● GOAL: How many lines in the records below contain the word "megaphone", matching case exactly? Reply with the count alone.

● GIVEN RECORDS:
************

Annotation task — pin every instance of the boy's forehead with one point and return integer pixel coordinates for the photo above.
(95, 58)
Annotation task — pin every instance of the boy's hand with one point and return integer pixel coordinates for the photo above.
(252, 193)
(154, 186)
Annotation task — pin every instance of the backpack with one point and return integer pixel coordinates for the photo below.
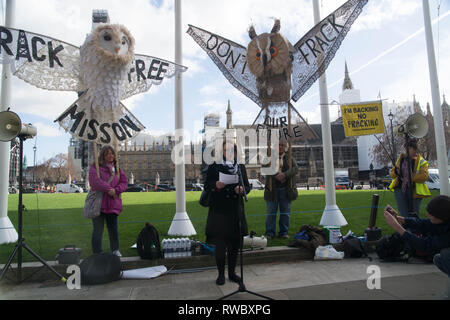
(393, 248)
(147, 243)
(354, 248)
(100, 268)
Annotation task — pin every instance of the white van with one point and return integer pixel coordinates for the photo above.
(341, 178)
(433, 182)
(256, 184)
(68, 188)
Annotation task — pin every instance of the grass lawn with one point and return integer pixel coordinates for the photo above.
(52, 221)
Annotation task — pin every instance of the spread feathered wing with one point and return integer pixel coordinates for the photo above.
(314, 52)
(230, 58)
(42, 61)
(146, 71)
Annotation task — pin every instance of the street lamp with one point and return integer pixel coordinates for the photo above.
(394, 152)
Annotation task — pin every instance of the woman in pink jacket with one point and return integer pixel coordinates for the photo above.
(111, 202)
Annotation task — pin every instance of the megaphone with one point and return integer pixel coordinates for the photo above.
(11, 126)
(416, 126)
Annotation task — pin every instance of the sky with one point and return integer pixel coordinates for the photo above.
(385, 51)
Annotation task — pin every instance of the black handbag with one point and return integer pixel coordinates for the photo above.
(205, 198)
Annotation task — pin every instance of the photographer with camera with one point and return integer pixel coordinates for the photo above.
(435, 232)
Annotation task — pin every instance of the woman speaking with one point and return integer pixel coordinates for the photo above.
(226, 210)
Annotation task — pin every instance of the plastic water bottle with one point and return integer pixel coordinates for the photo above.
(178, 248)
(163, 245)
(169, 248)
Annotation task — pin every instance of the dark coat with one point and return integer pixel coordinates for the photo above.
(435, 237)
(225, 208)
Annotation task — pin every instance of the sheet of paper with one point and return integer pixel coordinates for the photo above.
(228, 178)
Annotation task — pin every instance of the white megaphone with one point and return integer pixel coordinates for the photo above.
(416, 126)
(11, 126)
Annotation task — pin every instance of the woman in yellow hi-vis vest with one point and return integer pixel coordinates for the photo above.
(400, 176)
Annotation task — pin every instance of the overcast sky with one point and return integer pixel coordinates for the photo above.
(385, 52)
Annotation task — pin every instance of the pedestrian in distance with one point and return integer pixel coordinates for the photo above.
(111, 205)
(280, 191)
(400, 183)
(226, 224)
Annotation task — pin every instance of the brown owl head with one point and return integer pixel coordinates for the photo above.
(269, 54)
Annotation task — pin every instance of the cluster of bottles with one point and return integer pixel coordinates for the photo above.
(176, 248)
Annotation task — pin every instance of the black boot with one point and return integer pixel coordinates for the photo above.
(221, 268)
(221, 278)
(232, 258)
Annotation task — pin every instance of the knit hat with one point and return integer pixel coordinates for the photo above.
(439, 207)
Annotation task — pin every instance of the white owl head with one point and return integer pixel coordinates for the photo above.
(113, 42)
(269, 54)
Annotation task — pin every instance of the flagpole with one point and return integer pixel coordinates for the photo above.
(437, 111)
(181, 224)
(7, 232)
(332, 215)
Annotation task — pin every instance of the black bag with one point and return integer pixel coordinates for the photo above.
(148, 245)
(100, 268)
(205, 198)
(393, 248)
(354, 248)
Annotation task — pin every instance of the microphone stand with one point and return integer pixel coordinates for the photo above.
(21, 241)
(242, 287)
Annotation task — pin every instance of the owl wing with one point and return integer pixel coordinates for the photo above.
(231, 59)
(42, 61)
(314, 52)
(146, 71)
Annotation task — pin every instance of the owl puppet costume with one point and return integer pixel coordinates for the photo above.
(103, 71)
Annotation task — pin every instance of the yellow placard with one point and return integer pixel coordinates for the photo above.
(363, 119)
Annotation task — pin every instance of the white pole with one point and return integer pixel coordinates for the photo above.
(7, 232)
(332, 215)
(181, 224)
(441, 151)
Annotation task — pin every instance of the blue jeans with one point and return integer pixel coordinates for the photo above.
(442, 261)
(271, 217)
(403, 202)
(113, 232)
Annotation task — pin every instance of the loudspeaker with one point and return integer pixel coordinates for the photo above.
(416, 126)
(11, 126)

************

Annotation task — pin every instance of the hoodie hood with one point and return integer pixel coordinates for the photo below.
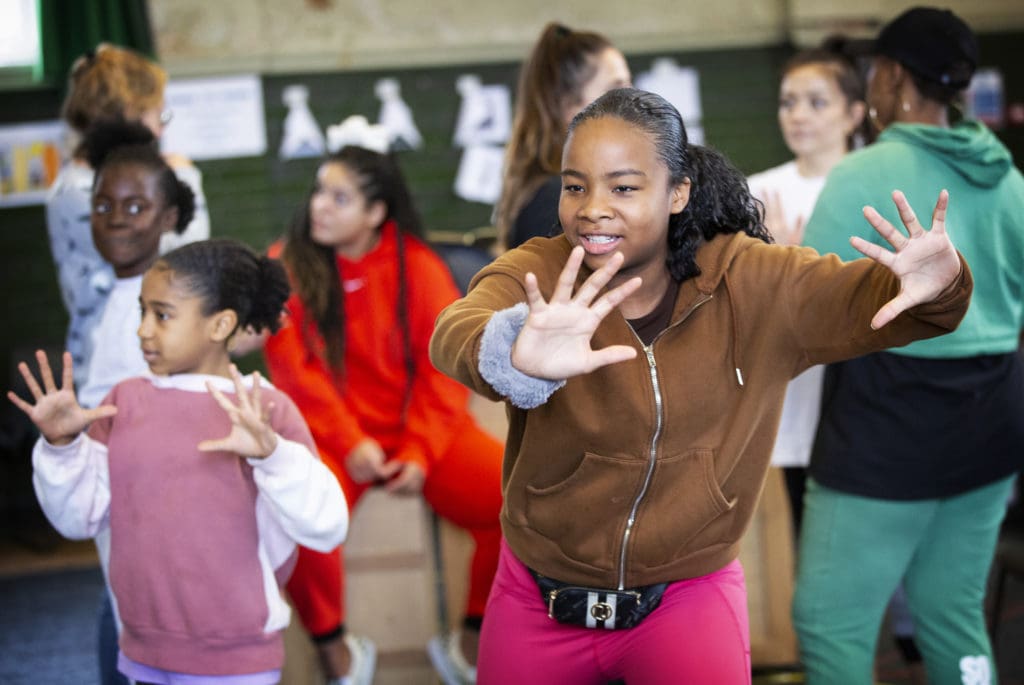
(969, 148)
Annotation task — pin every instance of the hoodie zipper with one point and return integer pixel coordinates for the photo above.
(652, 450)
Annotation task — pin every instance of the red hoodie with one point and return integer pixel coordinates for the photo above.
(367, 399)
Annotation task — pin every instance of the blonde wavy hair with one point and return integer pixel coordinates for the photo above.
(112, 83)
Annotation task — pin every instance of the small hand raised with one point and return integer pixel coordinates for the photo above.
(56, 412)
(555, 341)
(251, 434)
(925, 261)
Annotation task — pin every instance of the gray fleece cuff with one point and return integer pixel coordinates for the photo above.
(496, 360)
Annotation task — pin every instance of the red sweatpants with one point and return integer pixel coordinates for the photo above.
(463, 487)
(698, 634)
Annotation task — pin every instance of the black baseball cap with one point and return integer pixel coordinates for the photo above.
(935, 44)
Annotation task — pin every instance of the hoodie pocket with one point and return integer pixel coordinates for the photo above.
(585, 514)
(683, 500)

************

● FINISHED ANSWER: 2